Once the line with "task | one point per instance, each pair like [68, 54]" is found in the entries below, print it and each following line exactly, stopping after the line with "task | one point per instance, each pair like [302, 86]"; print nothing else.

▶ _Exercise inputs_:
*** Block opens ***
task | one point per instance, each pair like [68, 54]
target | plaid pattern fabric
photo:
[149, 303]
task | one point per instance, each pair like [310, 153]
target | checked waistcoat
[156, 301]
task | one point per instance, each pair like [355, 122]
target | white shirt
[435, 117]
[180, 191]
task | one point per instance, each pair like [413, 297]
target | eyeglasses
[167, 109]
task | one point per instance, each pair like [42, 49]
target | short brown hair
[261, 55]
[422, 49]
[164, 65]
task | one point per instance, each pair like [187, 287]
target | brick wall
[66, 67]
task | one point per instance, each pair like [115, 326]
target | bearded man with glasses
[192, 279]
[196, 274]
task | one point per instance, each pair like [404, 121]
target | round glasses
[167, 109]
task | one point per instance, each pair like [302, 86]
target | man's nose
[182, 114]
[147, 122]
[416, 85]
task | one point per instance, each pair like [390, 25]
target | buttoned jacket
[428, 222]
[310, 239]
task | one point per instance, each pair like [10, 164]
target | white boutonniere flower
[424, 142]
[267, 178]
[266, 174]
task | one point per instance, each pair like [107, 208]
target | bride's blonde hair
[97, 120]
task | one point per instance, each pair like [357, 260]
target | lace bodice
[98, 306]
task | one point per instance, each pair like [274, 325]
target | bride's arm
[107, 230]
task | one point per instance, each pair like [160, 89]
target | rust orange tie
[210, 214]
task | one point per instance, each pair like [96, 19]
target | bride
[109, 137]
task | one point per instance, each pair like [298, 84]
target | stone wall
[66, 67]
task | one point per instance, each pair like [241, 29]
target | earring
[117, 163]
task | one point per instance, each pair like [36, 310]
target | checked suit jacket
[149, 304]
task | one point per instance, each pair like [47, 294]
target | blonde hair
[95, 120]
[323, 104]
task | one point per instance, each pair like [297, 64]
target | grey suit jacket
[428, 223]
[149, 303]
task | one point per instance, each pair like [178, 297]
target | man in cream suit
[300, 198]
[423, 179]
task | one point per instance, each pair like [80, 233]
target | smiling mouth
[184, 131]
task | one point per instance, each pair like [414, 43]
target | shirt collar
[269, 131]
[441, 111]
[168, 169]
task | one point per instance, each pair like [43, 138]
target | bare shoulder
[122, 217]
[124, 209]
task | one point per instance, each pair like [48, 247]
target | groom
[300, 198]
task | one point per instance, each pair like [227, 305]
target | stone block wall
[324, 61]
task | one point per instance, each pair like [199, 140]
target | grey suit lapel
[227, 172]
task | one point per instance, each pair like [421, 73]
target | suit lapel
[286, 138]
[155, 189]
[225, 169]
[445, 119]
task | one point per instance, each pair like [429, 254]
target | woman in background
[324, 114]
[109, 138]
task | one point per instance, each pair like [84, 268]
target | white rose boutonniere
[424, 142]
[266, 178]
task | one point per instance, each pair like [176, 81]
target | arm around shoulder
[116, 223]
*** Block closes ***
*** Block opens ***
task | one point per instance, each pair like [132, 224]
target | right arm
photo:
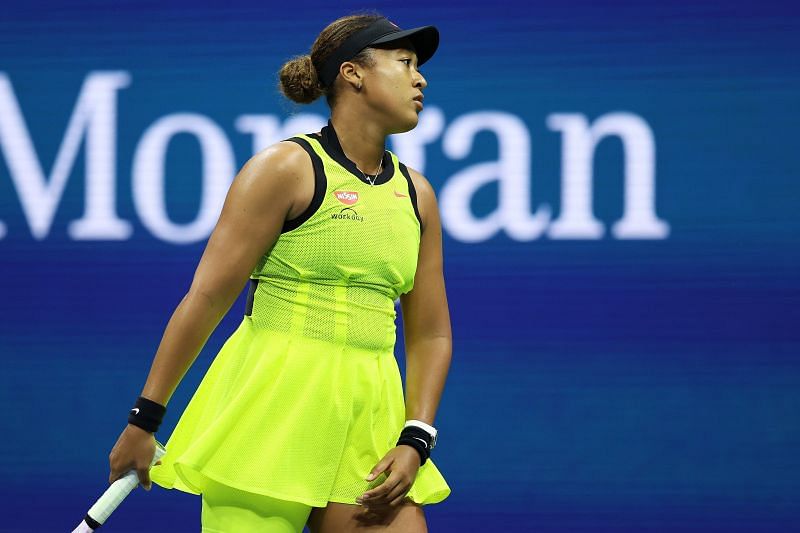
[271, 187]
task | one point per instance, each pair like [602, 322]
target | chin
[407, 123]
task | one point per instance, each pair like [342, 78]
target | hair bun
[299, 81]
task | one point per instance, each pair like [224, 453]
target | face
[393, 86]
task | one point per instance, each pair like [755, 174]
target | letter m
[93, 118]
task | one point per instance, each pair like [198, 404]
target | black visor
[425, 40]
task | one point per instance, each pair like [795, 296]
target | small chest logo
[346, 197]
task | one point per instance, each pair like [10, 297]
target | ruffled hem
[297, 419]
*** Block closes ***
*** Block opens ***
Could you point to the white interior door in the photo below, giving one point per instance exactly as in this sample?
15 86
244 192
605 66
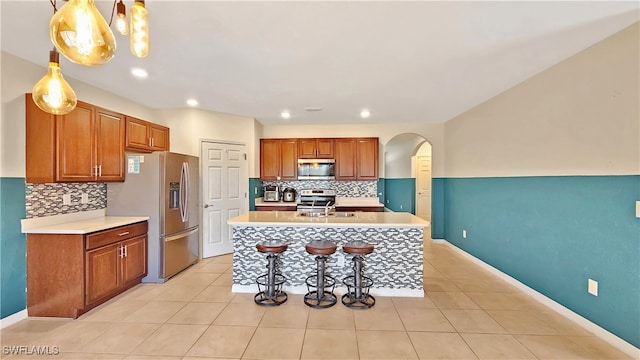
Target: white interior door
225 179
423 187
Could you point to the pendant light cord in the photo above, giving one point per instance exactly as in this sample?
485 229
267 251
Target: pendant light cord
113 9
*** Block closes ***
▶ _Finished task_:
task | one point per instance, each pair like [68, 54]
target | plaid pattern fabric
photo:
[149, 303]
task | one point per instance, each pair like [310, 153]
target | checked waistcoat
[156, 301]
task | one point per instance, each pair like [355, 122]
target | white shirt
[435, 117]
[180, 191]
task | one point per instance, each pair like [413, 297]
target | eyeglasses
[167, 109]
task | one point per instance, each pair like [42, 49]
target | short brown hair
[261, 55]
[422, 49]
[164, 65]
task | one point per instance, each pair like [187, 287]
target | brick wall
[66, 67]
task | one point per instance, each pair like [115, 326]
target | bearded man with glasses
[192, 279]
[196, 274]
task | one point per instance, each pair like [404, 121]
target | round glasses
[167, 109]
task | one point per instance, each pair like [302, 86]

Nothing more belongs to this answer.